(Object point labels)
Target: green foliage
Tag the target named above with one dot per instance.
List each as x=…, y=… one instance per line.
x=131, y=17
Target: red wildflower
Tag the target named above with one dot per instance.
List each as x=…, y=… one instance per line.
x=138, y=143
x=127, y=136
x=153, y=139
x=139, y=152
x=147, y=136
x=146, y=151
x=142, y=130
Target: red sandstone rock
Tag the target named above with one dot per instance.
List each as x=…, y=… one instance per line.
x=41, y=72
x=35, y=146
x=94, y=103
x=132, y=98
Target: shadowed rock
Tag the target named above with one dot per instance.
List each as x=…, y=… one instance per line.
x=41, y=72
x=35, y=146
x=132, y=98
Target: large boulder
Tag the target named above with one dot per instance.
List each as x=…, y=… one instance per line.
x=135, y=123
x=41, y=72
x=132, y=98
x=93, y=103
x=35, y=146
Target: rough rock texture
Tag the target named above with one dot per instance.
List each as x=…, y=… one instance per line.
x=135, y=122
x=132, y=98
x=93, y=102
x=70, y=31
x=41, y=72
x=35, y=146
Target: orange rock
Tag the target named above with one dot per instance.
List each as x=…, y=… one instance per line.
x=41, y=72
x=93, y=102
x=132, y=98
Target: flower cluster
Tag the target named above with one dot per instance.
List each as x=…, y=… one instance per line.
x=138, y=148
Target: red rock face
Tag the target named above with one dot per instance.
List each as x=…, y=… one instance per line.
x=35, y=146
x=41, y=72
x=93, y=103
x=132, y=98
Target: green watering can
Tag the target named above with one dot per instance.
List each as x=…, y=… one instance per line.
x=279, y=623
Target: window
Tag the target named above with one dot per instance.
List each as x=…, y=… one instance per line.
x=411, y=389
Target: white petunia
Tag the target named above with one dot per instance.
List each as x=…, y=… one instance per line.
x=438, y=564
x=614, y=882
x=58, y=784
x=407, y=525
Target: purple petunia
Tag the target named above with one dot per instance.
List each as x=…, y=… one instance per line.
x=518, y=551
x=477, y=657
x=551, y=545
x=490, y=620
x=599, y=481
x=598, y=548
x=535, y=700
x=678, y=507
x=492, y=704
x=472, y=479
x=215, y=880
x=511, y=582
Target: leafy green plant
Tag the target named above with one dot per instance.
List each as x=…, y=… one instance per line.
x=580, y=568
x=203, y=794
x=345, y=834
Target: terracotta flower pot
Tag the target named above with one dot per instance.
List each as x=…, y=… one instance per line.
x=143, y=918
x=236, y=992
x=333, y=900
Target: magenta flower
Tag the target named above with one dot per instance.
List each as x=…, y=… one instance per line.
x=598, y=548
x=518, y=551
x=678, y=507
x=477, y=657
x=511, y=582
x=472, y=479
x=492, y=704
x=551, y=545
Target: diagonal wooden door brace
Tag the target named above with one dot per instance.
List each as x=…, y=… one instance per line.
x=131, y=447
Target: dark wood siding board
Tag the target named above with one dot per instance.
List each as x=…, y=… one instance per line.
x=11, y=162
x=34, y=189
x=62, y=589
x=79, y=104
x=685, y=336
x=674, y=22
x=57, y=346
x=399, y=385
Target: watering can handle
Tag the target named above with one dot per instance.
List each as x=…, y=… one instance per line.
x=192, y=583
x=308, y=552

**TASK TO CARRY OUT**
Turn all of the rows above into one numbered list, leaving out any blank lines.

**RESPONSE FOR THIS EXERCISE**
1. Target: green foliage
2. Tag the target named above with one dot per instance.
3. List each as x=…, y=… one instance per line.
4. x=131, y=17
5. Target: red wildflower
6. Tag the target named above with one dot per instance.
7. List each as x=…, y=… one instance per line.
8. x=138, y=143
9. x=127, y=136
10. x=153, y=139
11. x=139, y=152
12. x=147, y=136
13. x=146, y=151
14. x=142, y=130
15. Target: red sandstone rock
16. Tag the target named above with one dot per instance.
17. List each as x=…, y=… one instance per line.
18. x=41, y=72
19. x=35, y=146
20. x=94, y=103
21. x=132, y=98
22. Target: shadowed rock
23. Tag the target named above with one dot per instance.
24. List each as x=…, y=… one instance per line.
25. x=41, y=72
26. x=35, y=146
27. x=132, y=98
28. Target: large boulder
29. Tag the target named above with one dot per instance.
30. List each as x=…, y=… one instance per line.
31. x=135, y=123
32. x=41, y=72
33. x=132, y=98
34. x=93, y=103
35. x=35, y=146
36. Target: rough rock texture
37. Tag the target named above with one dot per instance.
38. List each as x=…, y=… one instance per line.
39. x=135, y=122
40. x=132, y=98
41. x=93, y=102
42. x=70, y=31
43. x=41, y=72
44. x=35, y=146
45. Target: orange rock
46. Tag the target named above with one dot per instance.
47. List each as x=…, y=… one instance per line.
48. x=41, y=72
49. x=93, y=102
50. x=132, y=98
51. Target: flower cluster
52. Tag the target named above with one dot per instance.
53. List each as x=…, y=… one instance per line.
54. x=138, y=148
55. Target: red rock face
56. Tag the target named above with one dot per instance.
57. List each as x=…, y=… one instance per line.
58. x=35, y=146
59. x=41, y=72
60. x=93, y=103
61. x=132, y=98
62. Target: green watering can
63. Tag the target named above with one dot per instance.
64. List each as x=…, y=… one instance per line.
65. x=279, y=623
66. Target: window
67. Tag the target named above with one dot per instance.
68. List each as x=…, y=… one instance per line.
69. x=411, y=389
70. Target: white petunia
71. Tag the target named above with one dot per instance.
72. List each as x=…, y=… one instance per line.
73. x=438, y=564
74. x=614, y=882
75. x=58, y=784
76. x=407, y=525
77. Target: purple petunia
78. Tag the target named above with one dot per instance.
79. List each as x=…, y=… one instance per line.
80. x=518, y=551
81. x=477, y=657
82. x=551, y=545
83. x=490, y=620
84. x=599, y=481
85. x=598, y=548
86. x=535, y=700
87. x=678, y=507
88. x=492, y=704
89. x=472, y=479
90. x=215, y=880
91. x=511, y=582
92. Target: leafy green plant
93. Tag the target named above with one dot per instance.
94. List each as x=…, y=… one instance per line.
95. x=580, y=568
96. x=203, y=794
97. x=345, y=834
98. Target: terracotta flower pot
99. Tag the target named above with one dot per instance.
100. List each as x=…, y=… one instance per line.
101. x=143, y=918
102. x=236, y=992
103. x=333, y=900
104. Target: magenta flower
105. Tag the target named above with one dot per instance.
106. List each as x=…, y=… one instance per line.
107. x=598, y=548
108. x=518, y=551
109. x=678, y=507
110. x=477, y=657
111. x=511, y=582
112. x=472, y=479
113. x=492, y=704
114. x=551, y=545
115. Target: diagonal wooden door brace
116. Tag the target named above with one dot per instance.
117. List each as x=…, y=… one instance per line.
118. x=131, y=447
119. Target: dark wood siding board
120. Tag the target named above with one dot per instance.
121. List each as x=…, y=… one instance per line.
122. x=11, y=162
123. x=34, y=189
124. x=62, y=589
125. x=79, y=104
126. x=685, y=336
127. x=674, y=22
128. x=57, y=346
129. x=399, y=385
130. Target: watering can handle
131. Tag the target named above with one dot per instance.
132. List each as x=…, y=… one instance per line.
133. x=192, y=583
134. x=308, y=552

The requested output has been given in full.